▶ **Task statement**
Please rewrite the article on trade below, starting with "We are told" and going on through "the lowest prices.", and replace "consumers" with "shoppers".

━━━━━ Article

Cost of being wrong about trade is paid by American workers

President Obama, powerful business and government elites, special interests and reflexive free trade advocates are working hard to garner congressional support to consummate the ambitious and furtive 12- nation trade agreement known as the Trans-Pacific Partnership (TPP). This is a big deal; linking 40 percent of the world’s economy- so big that it has been negotiated in secret.

We are told that free trade means the unimpeded flow of goods, services, capital and labor across international markets. In this best of all free trade worlds, consumers get the lowest prices.

This is all well and good for American consumers, but what about the increased unemployment and reduced wages free trade also brings? Unless consumer prices have fallen by more than the average worker’s income in recent decades, this may not be such a great deal.

In the real world, critics say the TPP is more like managed trade than free trade. America’s trading partners engage in currency manipulation to make their exports cheaper and U.S. exports more expensive than if exchange rates were determined by market forces. Consequently, some lawmakers worry that currency manipulation by trading partners is an important cause of the large and growing U.S. trade deficit, and will further injure domestic industries and workers. For them, many of the arguments for free trade are just globaloney.

Japan, a member of the proposed TPP deal, is by its own admission a currency manipulator. Its leaders want a relatively low exchange rate for its currency, the yen, because it makes their goods and services cheaper in the United States. Automakers and other manufacturers believe such currency manipulation constrains sales of American products.

Here is a simple example: The Japanese central bank prints more yen and then buys assets denominated in dollars. This increases demand for the dollar, which increases its value while at the same time driving down the value of the yen. By manipulating their currency Japan is subsidizing its exports by making them cheaper and placing a hidden tariff on imports. The U.S.-Japan goods trade deficit reached $78.3 billion in 2013, costing U.S. workers thousands of jobs. The U.S. is acquiescing in outsourcing the value of the dollar to a trading partner who wants to win jobs and gain higher incomes for their people.

On the other hand, there are those who see the trade deficit in a positive light as it provides foreigners with dollars that they recycle by bingeing on United States Treasury debt, thus financing federal budget deficits.

Opponents of the current deal complain that, among other things, it does not address currency manipulation, which subsidizes Japan’s exports and taxes American ones. A bipartisan amendment that would have cracked down on countries that manipulate their currencies was offered by Senator Rob Portman, R-Ohio, and Senator Debbie Stabenow, D-Michigan, during the Senate consideration of the TPP, but it failed by a narrow 51-48 vote.

The Obama administration has done a good job of sealing itself off from any discordant feedback, threatening to veto the bill if the amendment passed.

━━━━━━━━━━
━━━━━ Provided records

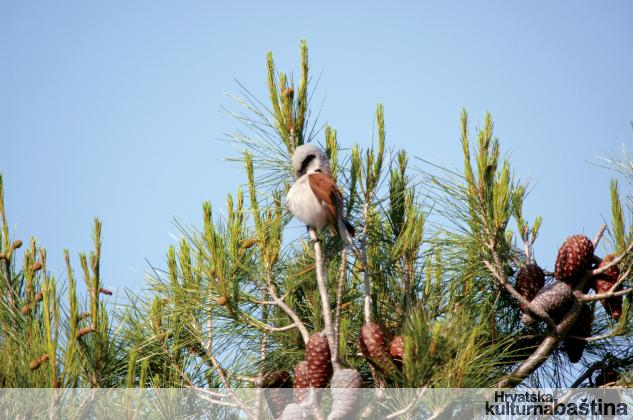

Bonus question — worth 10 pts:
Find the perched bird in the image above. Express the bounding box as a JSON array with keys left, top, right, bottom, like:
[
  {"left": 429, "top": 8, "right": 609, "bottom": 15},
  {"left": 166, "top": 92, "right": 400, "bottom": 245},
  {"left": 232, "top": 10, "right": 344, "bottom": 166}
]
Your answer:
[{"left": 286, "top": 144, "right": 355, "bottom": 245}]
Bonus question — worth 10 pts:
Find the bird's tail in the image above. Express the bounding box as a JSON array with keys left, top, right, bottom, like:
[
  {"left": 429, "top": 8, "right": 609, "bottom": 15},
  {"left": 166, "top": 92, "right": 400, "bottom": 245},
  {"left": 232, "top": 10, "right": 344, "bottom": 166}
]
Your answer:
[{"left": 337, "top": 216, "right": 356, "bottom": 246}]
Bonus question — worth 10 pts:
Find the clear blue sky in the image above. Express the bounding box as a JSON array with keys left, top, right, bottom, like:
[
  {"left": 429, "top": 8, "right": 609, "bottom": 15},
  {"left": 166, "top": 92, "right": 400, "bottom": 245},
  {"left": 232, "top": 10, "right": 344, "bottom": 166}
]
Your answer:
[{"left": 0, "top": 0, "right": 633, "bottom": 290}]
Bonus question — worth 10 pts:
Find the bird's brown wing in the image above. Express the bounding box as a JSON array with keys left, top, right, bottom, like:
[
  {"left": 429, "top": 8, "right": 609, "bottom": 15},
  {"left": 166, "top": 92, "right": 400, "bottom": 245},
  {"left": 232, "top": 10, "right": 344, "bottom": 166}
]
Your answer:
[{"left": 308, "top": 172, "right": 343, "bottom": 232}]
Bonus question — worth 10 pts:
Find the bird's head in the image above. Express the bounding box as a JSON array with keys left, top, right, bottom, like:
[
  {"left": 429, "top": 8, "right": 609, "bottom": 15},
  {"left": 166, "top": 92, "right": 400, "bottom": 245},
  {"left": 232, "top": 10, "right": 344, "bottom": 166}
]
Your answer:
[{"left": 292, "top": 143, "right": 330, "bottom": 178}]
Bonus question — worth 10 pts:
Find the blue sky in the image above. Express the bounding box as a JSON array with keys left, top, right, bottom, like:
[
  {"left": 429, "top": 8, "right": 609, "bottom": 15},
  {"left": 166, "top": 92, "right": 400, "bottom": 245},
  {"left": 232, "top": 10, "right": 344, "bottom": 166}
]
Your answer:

━━━━━━━━━━

▶ **Full solution**
We are told that free trade means the unimpeded flow of goods, services, capital and labor across international markets. In this best of all free trade worlds, shoppers get the lowest prices.